- Objective: According to the forum comment, what determines the potential for copyright infringement instead of the process used to create an image?

| HN Mirror

Y	Hacker News new \| ask \| show \| jobs

by harshreality 1118 days ago

AI training has nothing to do with copyright as it currently exists. Someone has access to a boatload of IP (because it was made publicly available) and trained a neural net with it. Now you want to retroactively create restrictions on what the implicit public rights were. Traditionally the implied license was something like you can't republish, redistribute, or use commercially, even though restriction on private redistribution hasn't been possible to enforce since the internet era. Now you want more restrictions.

If someone generates an image that's sufficiently similar to a copyrighted work, and publishes it in a way that violates fair use, you can send a takedown and potentially sue them. How the image was created doesn't matter, any more than it would matter whether Warhol had been able to scan the photo and then manipulate it in photoshop to get that result, instead of artistically copying it by hand. The result is the same. The potential for copyright infringement is the same, because it's the derived work that matters, not the process.

What you're attempting to do instead is the equivalent of trying to regulate scanning because it operates on copyrighted works.

I suspect you understand why you want to regulate AI training rather than regulate its output. I think you know AI is going to flood the market, currently certain types of images and simple music, but soon photorealistic portraits, complex music, and eventually video and even more complex works. Essentially all of those works will be clearly novel, not close to existing human-created works. They won't be copyright violations, so you have to cut this tech off at the knees and feed the blood mouse [1] by retroactively deciding that AI training is a violation of the implied license granted when people make their creations publicly accessible. Those AI creations will destroy most of the market for human-created works, and you can't have that.

I don't think many people, other than rightsholders, desire the IP dystopia your desired policy would create, which is holders of large archives of IP churning out endless AI-generated content (which no doubt they'll want to be able to copyright, contra the copyright office's current guidance), while preventing most competition by others who won't have a sufficient library of the right flavor of IP to train an AI model.

[1] https://www.youtube.com/watch?v=5pIVVpoz5zk

- Record set:
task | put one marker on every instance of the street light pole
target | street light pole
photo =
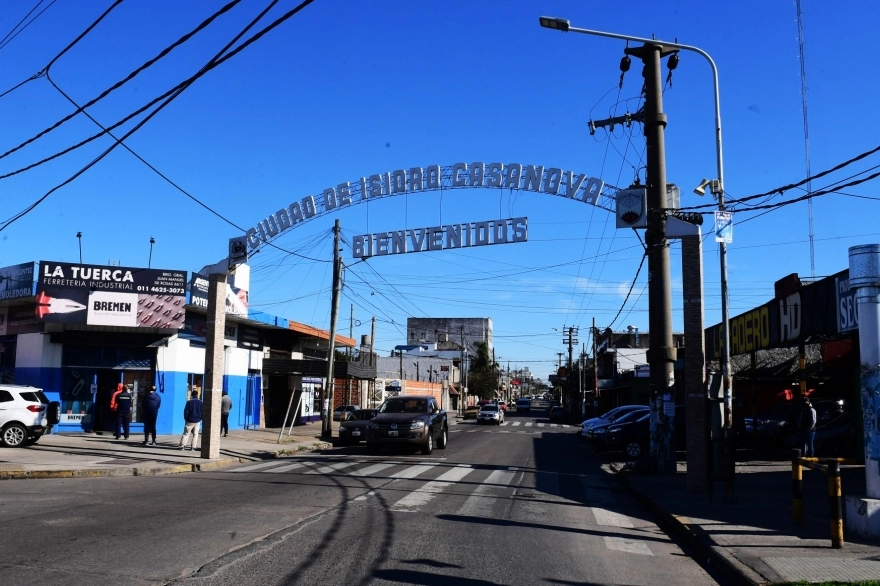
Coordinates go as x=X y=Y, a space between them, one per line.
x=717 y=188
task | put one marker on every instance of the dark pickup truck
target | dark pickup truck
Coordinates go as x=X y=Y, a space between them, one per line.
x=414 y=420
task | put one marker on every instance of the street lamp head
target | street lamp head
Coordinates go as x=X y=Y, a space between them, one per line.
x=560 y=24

...

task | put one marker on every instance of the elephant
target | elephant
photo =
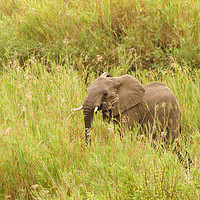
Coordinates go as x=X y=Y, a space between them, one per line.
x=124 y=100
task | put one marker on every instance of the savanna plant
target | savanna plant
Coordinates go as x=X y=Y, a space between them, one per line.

- Finished task: The derived work.